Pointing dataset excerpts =
┄┄┄┄┄┄┄┄┄┄┄┄┄┄┄┄┄┄┄┄

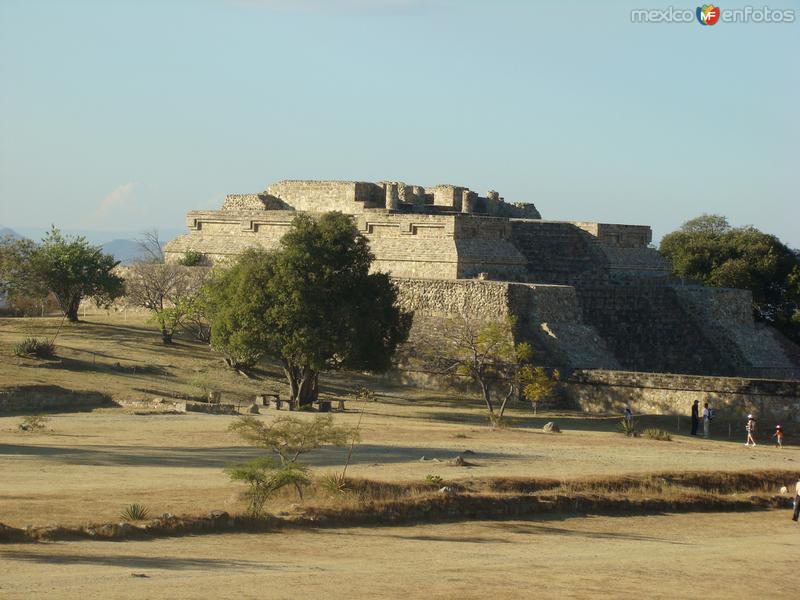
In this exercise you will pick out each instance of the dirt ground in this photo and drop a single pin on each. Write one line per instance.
(90, 465)
(738, 555)
(94, 464)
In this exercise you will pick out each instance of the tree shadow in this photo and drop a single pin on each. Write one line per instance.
(219, 458)
(135, 562)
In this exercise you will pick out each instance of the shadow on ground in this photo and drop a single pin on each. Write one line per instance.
(219, 458)
(169, 563)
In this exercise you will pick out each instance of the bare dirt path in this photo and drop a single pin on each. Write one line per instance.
(749, 555)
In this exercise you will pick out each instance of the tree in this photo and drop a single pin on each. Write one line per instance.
(537, 384)
(17, 277)
(287, 438)
(483, 351)
(166, 289)
(312, 304)
(709, 251)
(70, 268)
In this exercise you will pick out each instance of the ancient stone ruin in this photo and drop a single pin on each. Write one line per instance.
(588, 296)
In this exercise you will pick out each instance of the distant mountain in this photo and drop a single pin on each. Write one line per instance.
(7, 232)
(124, 251)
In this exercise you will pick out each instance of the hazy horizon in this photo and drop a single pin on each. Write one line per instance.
(120, 118)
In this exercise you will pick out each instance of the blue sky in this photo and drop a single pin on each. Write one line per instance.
(118, 116)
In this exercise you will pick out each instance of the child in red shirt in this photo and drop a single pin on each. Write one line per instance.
(778, 435)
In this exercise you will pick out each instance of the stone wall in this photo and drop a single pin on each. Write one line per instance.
(548, 317)
(350, 197)
(31, 399)
(665, 394)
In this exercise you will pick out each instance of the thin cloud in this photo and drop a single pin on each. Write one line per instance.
(120, 198)
(339, 6)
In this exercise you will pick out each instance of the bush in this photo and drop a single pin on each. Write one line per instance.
(34, 423)
(191, 258)
(628, 428)
(135, 512)
(39, 348)
(658, 434)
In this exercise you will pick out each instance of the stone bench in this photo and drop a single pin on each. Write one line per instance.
(325, 405)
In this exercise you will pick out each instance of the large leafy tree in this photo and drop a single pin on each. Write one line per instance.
(312, 304)
(708, 250)
(69, 267)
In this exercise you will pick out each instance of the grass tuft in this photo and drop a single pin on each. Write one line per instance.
(135, 512)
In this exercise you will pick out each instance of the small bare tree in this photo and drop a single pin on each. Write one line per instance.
(287, 438)
(537, 384)
(168, 290)
(483, 351)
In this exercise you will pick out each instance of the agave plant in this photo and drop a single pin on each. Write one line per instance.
(135, 512)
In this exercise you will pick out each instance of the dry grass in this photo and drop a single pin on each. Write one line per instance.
(715, 557)
(95, 463)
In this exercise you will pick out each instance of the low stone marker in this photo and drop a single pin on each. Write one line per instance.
(551, 427)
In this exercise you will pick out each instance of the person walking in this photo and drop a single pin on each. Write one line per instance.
(695, 416)
(796, 512)
(750, 427)
(778, 435)
(628, 415)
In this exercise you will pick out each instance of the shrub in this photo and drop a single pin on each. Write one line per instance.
(287, 438)
(628, 428)
(658, 434)
(135, 512)
(265, 476)
(191, 258)
(34, 423)
(334, 483)
(39, 348)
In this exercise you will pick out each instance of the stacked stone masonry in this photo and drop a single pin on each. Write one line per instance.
(587, 295)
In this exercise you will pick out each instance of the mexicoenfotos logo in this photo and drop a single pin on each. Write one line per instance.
(708, 14)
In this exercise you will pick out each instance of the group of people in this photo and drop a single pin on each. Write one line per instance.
(750, 425)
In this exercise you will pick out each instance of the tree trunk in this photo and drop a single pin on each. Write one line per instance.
(72, 308)
(486, 396)
(505, 401)
(303, 384)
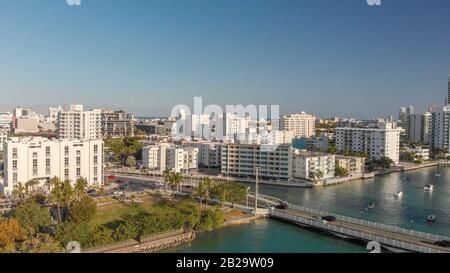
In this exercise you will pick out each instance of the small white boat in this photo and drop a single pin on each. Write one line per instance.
(398, 194)
(431, 218)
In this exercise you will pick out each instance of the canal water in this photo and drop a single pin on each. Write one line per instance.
(410, 210)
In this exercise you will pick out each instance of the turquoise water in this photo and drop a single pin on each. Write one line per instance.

┄┄┄┄┄┄┄┄┄┄┄┄┄┄┄┄┄┄┄┄

Task objective = Leave the pictures out and print the records above exactly as they stand.

Task result =
In this exercise you will pick out each instance of the dirt ground in this photo and drop a single pin on each. Write one line per instance.
(90, 465)
(738, 555)
(94, 464)
In this exercise you will pick out each instance of the tree shadow in this photo and drop a single pin on each. Write one line per instance.
(219, 458)
(135, 562)
In this exercise you will pick out each instance of the shadow on ground in this photo and drop a single pin on each. Write one line per instance.
(219, 458)
(169, 563)
In this exercise you will pick out each instance of the bare dirt path in this photo and drop a single pin on each. Write one line per instance.
(749, 555)
In this exercise you will pick out each instance of the tree in this photo and drop a single pin on each. Write one line per instance.
(537, 384)
(17, 277)
(287, 438)
(483, 351)
(166, 289)
(312, 304)
(709, 251)
(70, 268)
In this exercise you will pick out each instance of the ancient stone ruin in this photo and drop a single pin on each. Write one line per instance.
(588, 296)
In this exercise you will pick out each instance of the distant mountain in this photo and drop a single pin on each. Write one line per instance.
(7, 232)
(124, 251)
In this exercise you will pick out each instance of the hazy horizon in this photo and drop a single pin on each. Write one line per instance.
(120, 118)
In this exercise you will pick out each instance of the blue sky in this photo and drop a single pin on each. Write one line per instance.
(118, 116)
In this exercise you will pick out each instance of the child in red shirt in this photo and drop a single pin on each. Write one line per instance.
(778, 435)
In this exercise you will pick out each instance of the stone wall in this photo and drop a single pin on each. Write one line per instance.
(548, 317)
(350, 197)
(31, 399)
(665, 394)
In this exercise you will pick out each instance of the thin cloud in this photo and drop a single pin on each. Write one line per instance.
(120, 198)
(339, 6)
In this exercise you will pick out each instance of the bush in this photo and drop a single pin on each. Write one line per instance.
(34, 423)
(191, 258)
(628, 428)
(135, 512)
(39, 348)
(658, 434)
In this exercise you will pick out each instance of the stone bench in this photo and drop a single pin on each. Write one line per instance.
(325, 405)
In this exercise you will pick out each instance of the large leafy tree in this photo and drop a single pin on each. Write one line per instance.
(312, 304)
(708, 250)
(69, 267)
In this exercise you will pick out each instance of the grass tuft in this photo and drop a single pin on each. Write one line per instance.
(135, 512)
In this exercise you will pick out each instance of the small bare tree in this photo and drop a single pin on each. Write one line per instance.
(287, 438)
(537, 384)
(168, 290)
(483, 351)
In this exercise you will pick out each instance of the agave plant in this photo and drop a single pin on each. Write one line per instance.
(135, 512)
In this exercise you will pick out each instance of the dry grass in this photo and drop a single pin on each. Write one line per instance.
(715, 557)
(95, 463)
In this exercise you will pick out each instance of the low stone marker in this photo and drop a single pin on each. Write one line per instance.
(551, 427)
In this exercise you will pick out each instance of the person walking in this photo and drop a single pin on each. Write one line per instance.
(695, 416)
(796, 512)
(750, 427)
(778, 435)
(628, 415)
In this exercise you will pick out each instance of the shrub in this photo and drop a single pin on each. Write one line per instance.
(287, 438)
(628, 428)
(658, 434)
(135, 512)
(265, 476)
(191, 258)
(34, 423)
(334, 483)
(39, 348)
In this exercise you will pick out each instance of the stacked stone masonry in this photo and drop a single pin on each. Write one line per instance.
(587, 295)
In this exercise you will pick out each instance of the mexicoenfotos logo in this photo and drop a single pin on each. Write one line per instance.
(708, 14)
In this exercise you will pick out each instance of the group of people in this photo and drop a single pin on each. Write one line per instance.
(750, 425)
In this exercise you will pick out each instance of the tree trunk in this photo and drop a single pin on each. Write one line per instance.
(72, 308)
(486, 396)
(505, 401)
(303, 384)
In this exercise you will pick out each instance of the small white boat in this photo and drop a single pin on each. Write one line per instance.
(398, 194)
(431, 218)
In this exercise you will pick out each instance of the canal water in this photo and drop a single pin on each. Write one line per instance.
(410, 210)
In this exercise you will pick out each instance of the turquoise water in this photo and drop a single pin on each. Write one line per instance.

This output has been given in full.